» RECORDS FOR THE TASK
──────────────────────────────
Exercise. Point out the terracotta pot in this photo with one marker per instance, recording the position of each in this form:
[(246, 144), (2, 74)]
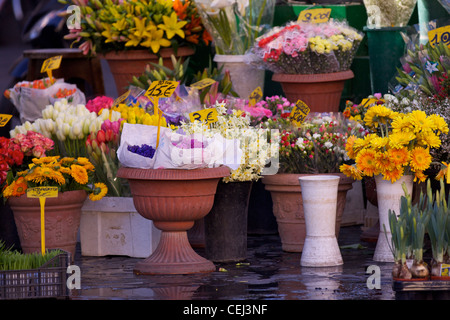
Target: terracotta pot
[(288, 207), (173, 199), (62, 221), (321, 92), (126, 64)]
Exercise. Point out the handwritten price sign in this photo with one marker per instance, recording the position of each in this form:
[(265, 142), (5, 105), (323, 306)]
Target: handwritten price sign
[(255, 96), (299, 113), (4, 118), (206, 115), (439, 35), (315, 15), (161, 89)]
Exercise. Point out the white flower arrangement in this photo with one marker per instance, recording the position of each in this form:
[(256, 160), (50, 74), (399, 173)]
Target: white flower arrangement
[(234, 124)]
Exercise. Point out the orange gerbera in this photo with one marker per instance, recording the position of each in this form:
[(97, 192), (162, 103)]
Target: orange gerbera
──────────────────────────────
» PROBLEM TO WORK ON
Reproduce every entry word for word, but skip any pictures.

» FULL OUTPUT
Exercise. Point out the terracotta pot in this photo with one marker per instance, recording the position of each in this form:
[(246, 144), (2, 74)]
Target: terracotta pot
[(288, 207), (173, 199), (62, 221), (321, 92), (126, 64)]
Exercise. Point out the handwritten price sign in this photo with one marker per instance, recording the position of each in this form:
[(265, 142), (5, 105), (323, 306)]
Target: handwritten price sign
[(255, 96), (299, 113), (4, 118), (206, 115), (439, 35), (315, 15), (161, 89)]
Exercise. Point out the white flower arrangement in this photo with one marker per instance, recording the position of each in this form:
[(256, 160), (50, 74), (399, 173)]
Target: white flower arrangement
[(234, 124)]
Exercise. Point out the orange gerbera in this photo with one marker per instance, recording the position of each in this form:
[(97, 192), (162, 103)]
Target: orange gerbera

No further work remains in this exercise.